__Exercise prompt__: Give the records again exactly. Pictures do not belong in the copy.

(Point-per-instance localization data)
___
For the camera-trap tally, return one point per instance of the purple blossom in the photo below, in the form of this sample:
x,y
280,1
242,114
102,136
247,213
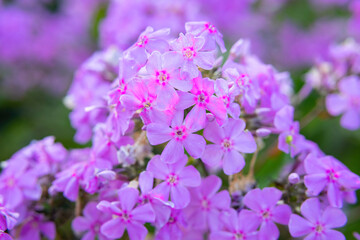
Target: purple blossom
x,y
330,174
289,137
90,222
209,32
229,141
263,204
347,102
176,179
318,223
126,216
190,48
180,135
8,218
35,227
206,204
18,184
202,96
223,92
242,225
149,41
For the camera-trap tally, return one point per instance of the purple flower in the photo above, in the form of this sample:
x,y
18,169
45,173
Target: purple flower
x,y
242,84
202,95
90,222
161,208
229,141
346,102
190,48
263,203
318,224
222,91
17,183
242,225
149,41
209,32
8,218
176,178
35,227
327,172
173,229
204,209
180,135
125,216
289,138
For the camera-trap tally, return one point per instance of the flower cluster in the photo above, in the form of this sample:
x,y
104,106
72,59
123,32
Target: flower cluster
x,y
167,118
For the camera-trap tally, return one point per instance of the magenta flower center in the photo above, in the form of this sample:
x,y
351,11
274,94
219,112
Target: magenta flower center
x,y
226,144
239,236
355,101
162,77
332,175
10,182
179,133
319,228
125,216
143,40
189,53
211,28
205,204
244,80
172,179
202,98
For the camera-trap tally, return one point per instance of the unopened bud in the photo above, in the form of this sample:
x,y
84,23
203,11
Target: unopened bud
x,y
294,178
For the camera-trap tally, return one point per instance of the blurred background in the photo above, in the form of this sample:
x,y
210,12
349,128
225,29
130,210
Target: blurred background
x,y
43,42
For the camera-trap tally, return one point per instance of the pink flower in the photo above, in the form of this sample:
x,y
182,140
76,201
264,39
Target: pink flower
x,y
190,48
206,204
318,224
229,141
180,135
327,172
176,178
202,95
209,32
264,205
126,216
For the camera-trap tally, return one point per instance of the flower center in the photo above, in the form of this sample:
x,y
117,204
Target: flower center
x,y
211,28
226,144
205,204
244,80
180,133
332,175
143,40
172,179
319,228
189,53
355,101
162,77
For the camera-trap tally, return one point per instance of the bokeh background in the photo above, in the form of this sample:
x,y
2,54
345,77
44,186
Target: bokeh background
x,y
43,42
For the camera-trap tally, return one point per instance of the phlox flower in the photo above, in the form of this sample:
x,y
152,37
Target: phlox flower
x,y
206,204
229,140
242,225
180,134
209,32
202,96
190,48
318,223
176,179
90,222
126,216
263,204
347,102
330,174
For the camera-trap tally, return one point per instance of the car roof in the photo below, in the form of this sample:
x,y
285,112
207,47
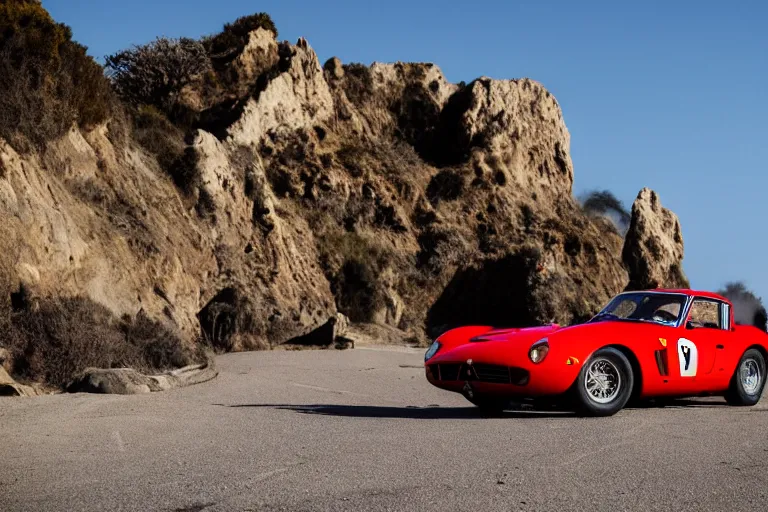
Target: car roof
x,y
688,291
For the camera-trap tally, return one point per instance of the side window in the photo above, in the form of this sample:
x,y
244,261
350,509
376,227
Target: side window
x,y
707,313
725,316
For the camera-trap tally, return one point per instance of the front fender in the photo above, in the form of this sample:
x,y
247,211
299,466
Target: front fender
x,y
461,335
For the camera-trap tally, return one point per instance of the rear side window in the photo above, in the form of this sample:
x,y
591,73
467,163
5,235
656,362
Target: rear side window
x,y
710,313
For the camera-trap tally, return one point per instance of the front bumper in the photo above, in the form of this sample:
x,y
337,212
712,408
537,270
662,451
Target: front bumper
x,y
512,375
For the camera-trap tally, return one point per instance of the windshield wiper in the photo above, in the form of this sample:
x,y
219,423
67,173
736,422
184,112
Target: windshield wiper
x,y
606,316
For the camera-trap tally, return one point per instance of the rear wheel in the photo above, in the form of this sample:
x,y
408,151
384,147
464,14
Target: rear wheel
x,y
604,384
748,380
488,405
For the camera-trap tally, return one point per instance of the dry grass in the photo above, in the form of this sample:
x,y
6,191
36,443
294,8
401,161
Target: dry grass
x,y
52,340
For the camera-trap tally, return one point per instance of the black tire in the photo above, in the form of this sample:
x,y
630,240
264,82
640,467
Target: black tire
x,y
488,405
741,393
618,370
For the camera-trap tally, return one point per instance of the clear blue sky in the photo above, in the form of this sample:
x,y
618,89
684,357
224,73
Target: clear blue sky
x,y
673,97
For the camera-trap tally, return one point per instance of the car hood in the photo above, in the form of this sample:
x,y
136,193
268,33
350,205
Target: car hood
x,y
521,334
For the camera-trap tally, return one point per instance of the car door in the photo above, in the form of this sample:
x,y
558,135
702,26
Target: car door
___
__Reply__:
For the camera-trap tally, return one point per instance of the purple blossom in the photo below, in the form of this sample:
x,y
280,1
242,114
102,136
247,213
Target: purple blossom
x,y
330,174
289,137
90,222
209,32
229,141
263,204
347,102
176,179
318,223
126,216
190,48
180,135
8,218
35,227
206,204
18,184
202,96
223,92
242,225
149,41
For the camera-trap tally, return one point per instance of the purple flower in the photo above, in the form of this sample:
x,y
18,169
45,173
Target: purple flower
x,y
242,84
202,95
90,222
161,208
229,141
346,102
190,48
263,203
318,224
222,91
17,183
242,225
149,41
209,32
8,218
176,178
35,227
327,172
173,229
204,209
180,135
125,216
289,138
For the camera-trap tally, return one point per instance of the flower cluster in the photo above, in the form of this sample:
x,y
104,106
72,59
123,32
Target: flower cluster
x,y
167,118
For the camera-trap tally, return one point per instance of the magenta flower center in the photo above, in the form of this sample:
x,y
351,11
274,94
219,112
Target: magenta flower center
x,y
226,144
239,236
355,101
162,77
332,175
10,182
179,133
319,228
125,216
143,40
189,53
211,28
205,204
244,80
172,179
202,98
For the camera-trap tally, return one point per instance of the unopened bud in the photo above, in the form of this sample:
x,y
84,23
203,11
Target: unopened bud
x,y
294,178
For the camera-trap tally, return one point per instance of the blurred background in the photo above, in the form of this sample:
x,y
210,12
349,128
225,29
130,210
Target: blurred background
x,y
43,42
For the camera-trap tally, return one point per instance of the pink flower in the photo above, in the form of this sample:
x,y
182,140
76,201
264,39
Target: pink flower
x,y
190,48
206,204
318,224
229,141
180,135
327,172
176,178
202,95
209,32
264,205
126,216
For the camera-trap tally, return one point per instance of the flower center in the photo above, in the form of this sample:
x,y
117,204
Target: flower center
x,y
211,28
226,144
205,204
244,80
180,133
332,175
143,40
172,179
319,228
189,53
355,101
162,77
For the camera-trap tally, return one point per instance of the bokeh background in the photo above, in the form of this sample:
x,y
2,54
345,77
44,186
Target: bokeh background
x,y
43,42
For the camera-trap tally, return one point per instance of the phlox flower in the photo above, in the form of this sample:
x,y
152,37
Target: phlox flower
x,y
206,204
229,140
242,225
180,134
209,32
202,96
190,48
318,223
176,179
90,222
126,216
263,204
347,102
330,174
For the camera-trap tally, return one point per instance of the car roof in the photo below, in the form of this sample:
x,y
285,112
207,47
Target: car roof
x,y
688,291
For the camera-trap tally, return one point per instance of the side window in the photo above, in the form of this sample:
x,y
244,261
350,509
376,227
Target: side window
x,y
707,313
725,316
For the camera-trap tally, return one point per instance of the front fender in the photo above, in the form of this sample:
x,y
247,211
299,466
Target: front fender
x,y
461,335
For the camera-trap tally, return one point per instance of the rear side window in the photo above, in the form of this sample:
x,y
591,73
467,163
5,235
656,362
Target: rear side window
x,y
710,313
For the camera-trap tally, return one point per instance of the front bumper in the photo above, in the form of this sample:
x,y
337,212
712,408
537,270
662,451
Target: front bumper
x,y
512,375
For the camera-trap tally, return one point per instance of the windshield wiper in the photo above, in the form of this sample:
x,y
219,423
67,173
736,422
184,112
Target: windshield wiper
x,y
606,316
For the camera-trap tally, return one point per instance of the rear wheel in the photo above, in the form of this sample:
x,y
408,151
384,147
464,14
Target: rear wheel
x,y
604,384
748,380
488,405
For the camera-trap tally, return one point per instance of the dry grass in the photo above, in the form of this sample:
x,y
6,191
36,443
294,8
401,161
Target: dry grass
x,y
52,340
For the camera-trap tally, return one point per instance of the black tire in the photo above, in the form of this sample:
x,y
630,240
264,82
640,467
Target: black tire
x,y
488,405
741,393
618,370
For the camera-trap tally, return one point per instance of the clear blue sky in the photo above, in the form of this sample:
x,y
618,89
684,357
224,73
Target: clear blue sky
x,y
673,97
For the camera-trap tally, return one point per instance of the car hood in the photo above, in the form of this sample:
x,y
136,193
268,33
350,205
Target: car hood
x,y
521,334
For the camera-trap tally, return one point per instance of the car door in the photo above, in the form of this sample:
x,y
558,135
702,26
Target: car door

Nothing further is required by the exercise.